> _Data records_
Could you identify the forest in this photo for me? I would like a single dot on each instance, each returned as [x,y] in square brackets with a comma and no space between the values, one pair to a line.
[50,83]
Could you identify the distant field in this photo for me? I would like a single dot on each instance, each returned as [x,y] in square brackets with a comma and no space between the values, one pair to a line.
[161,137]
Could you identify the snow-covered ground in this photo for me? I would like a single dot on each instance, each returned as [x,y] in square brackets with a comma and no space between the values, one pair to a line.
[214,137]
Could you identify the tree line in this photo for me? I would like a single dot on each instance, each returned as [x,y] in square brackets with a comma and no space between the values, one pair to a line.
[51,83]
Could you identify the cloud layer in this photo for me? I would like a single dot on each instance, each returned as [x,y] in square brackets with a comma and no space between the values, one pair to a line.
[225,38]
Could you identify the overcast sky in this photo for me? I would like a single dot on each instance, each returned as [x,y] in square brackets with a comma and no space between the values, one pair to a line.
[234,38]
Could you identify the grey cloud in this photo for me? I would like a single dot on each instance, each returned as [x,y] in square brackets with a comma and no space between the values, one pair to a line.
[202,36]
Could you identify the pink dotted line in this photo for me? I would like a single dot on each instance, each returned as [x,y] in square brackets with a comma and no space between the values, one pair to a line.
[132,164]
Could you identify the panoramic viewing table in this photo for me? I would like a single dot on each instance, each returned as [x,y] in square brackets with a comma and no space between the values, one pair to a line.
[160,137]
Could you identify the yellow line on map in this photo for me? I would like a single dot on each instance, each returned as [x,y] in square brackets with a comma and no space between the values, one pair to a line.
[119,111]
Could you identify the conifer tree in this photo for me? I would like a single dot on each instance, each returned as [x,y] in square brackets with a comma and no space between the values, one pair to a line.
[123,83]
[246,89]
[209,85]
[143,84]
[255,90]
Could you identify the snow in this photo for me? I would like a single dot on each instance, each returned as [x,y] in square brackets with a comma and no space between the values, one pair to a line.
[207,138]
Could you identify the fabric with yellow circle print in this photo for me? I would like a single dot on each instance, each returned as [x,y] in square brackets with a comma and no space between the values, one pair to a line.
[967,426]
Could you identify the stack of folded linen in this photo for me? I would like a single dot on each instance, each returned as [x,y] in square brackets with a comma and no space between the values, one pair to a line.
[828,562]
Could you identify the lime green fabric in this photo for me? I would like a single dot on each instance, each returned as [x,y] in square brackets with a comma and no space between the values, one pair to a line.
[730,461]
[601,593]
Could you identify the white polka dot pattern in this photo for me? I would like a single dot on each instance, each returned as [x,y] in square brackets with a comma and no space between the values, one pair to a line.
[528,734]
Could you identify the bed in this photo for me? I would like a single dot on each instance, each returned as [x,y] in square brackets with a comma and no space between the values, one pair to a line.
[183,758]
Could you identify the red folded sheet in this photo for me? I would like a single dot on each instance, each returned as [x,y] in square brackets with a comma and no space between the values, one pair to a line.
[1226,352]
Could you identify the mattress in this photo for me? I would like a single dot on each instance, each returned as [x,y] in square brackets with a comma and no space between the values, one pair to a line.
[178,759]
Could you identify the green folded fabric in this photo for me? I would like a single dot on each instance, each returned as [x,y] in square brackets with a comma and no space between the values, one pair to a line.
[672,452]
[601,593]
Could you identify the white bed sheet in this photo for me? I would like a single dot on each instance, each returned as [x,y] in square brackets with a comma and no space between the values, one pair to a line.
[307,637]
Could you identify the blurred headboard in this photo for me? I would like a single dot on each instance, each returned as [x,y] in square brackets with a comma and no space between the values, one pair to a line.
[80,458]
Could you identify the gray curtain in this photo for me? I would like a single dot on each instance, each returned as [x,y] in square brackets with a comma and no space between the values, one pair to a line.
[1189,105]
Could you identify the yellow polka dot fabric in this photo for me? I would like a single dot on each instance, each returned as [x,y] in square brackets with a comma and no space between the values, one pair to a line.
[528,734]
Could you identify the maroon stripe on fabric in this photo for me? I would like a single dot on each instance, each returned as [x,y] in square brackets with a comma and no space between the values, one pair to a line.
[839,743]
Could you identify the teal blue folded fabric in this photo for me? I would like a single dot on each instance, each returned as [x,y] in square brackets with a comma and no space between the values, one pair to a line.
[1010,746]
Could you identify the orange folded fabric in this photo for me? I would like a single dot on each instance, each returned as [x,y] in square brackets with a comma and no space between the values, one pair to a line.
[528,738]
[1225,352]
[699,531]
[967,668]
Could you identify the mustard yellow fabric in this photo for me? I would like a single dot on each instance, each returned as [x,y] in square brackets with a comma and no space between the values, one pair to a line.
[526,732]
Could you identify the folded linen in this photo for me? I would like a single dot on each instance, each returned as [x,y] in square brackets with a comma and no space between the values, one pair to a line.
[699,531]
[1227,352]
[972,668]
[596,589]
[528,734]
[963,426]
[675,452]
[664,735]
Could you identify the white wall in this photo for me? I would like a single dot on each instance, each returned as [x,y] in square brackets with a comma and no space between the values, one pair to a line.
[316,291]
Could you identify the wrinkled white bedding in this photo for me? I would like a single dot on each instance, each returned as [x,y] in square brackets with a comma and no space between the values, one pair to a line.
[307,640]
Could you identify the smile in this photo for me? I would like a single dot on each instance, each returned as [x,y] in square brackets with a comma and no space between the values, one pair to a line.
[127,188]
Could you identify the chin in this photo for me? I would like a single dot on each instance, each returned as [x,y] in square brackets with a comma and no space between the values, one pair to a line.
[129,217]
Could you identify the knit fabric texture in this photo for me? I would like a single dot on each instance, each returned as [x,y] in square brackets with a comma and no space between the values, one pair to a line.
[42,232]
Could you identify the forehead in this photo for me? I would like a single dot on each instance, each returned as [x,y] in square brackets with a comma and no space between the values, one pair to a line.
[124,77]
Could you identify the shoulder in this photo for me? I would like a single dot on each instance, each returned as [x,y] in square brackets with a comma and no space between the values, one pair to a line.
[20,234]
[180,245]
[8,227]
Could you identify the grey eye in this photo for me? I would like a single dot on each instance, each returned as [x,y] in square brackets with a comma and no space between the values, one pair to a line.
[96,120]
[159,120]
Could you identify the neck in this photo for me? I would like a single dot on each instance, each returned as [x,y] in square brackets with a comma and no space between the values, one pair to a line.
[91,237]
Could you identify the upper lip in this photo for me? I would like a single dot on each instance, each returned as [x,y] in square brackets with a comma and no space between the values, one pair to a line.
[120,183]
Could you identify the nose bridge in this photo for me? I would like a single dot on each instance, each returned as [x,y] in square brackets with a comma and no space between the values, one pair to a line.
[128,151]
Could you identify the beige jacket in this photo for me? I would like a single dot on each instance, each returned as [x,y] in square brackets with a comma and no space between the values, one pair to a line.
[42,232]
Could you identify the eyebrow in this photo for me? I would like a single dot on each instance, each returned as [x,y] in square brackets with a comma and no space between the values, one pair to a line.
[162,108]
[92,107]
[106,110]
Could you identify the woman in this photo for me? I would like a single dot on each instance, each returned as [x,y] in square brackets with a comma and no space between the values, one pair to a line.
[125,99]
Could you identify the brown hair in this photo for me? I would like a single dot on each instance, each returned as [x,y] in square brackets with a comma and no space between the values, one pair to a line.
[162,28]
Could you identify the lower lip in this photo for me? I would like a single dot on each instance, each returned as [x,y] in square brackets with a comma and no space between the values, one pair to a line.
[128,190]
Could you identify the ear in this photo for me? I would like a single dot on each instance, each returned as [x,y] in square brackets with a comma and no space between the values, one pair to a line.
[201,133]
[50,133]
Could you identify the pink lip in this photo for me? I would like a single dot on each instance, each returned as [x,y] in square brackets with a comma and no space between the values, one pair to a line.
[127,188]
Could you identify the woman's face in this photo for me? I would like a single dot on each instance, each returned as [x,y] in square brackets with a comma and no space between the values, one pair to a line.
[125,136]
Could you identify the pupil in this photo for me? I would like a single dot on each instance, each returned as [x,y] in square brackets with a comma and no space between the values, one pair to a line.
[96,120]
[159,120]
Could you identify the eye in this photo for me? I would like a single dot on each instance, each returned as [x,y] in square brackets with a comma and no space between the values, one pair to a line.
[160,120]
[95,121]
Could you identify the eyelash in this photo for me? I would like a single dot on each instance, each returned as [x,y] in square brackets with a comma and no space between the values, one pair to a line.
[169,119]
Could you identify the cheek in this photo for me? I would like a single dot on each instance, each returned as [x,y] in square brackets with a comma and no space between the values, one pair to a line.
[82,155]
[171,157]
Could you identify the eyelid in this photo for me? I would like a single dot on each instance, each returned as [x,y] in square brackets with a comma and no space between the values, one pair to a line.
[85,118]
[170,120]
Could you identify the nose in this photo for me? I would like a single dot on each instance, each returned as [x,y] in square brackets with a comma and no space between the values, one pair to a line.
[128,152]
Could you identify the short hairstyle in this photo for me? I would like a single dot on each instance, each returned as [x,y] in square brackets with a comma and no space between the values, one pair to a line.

> _Task description_
Pull out every line from the one with "Could you identify the pupil" to the end of the listing, and output only those.

> _Written answer_
Could you identify the pupil in this photo for me? I would like a single dot on each instance, each returned as [x,y] in square brackets with a comma and no space between the values, one pair to a line.
[96,120]
[159,120]
Could you identify the eye in this photo for me? I would like a single dot on each instance, each returned as [x,y] in square brackets with a comma and no space between the values, one pair to a line.
[160,120]
[95,121]
Could you identify the eyelash in this photo for me? I would like a single dot on each instance, each returned as [x,y] in square brackets with a comma and no space between the values, one pair to a line.
[169,119]
Could you identify the cheek in this photo for me? I would like a single dot on each instance, each returned as [x,y] in square brackets with a comma and no space between the values, one pair to a line.
[82,155]
[171,157]
Could you identify the eyelid in this photo for me? I would like a single dot on each instance, each returned as [x,y] in square brackets with a comma and no space between the values, one pair to a line.
[85,118]
[170,120]
Could you identify the nose in this photo for me? I would like a single dot on each instance, each returned as [x,y] in square brackets with a comma and no space between the values, one pair to a line.
[128,152]
Could you identify the short hairstyle in this photo for me? I would like a single dot on each instance, each returned as [x,y] in square brackets with a comma and no space between the values, one pair to a line.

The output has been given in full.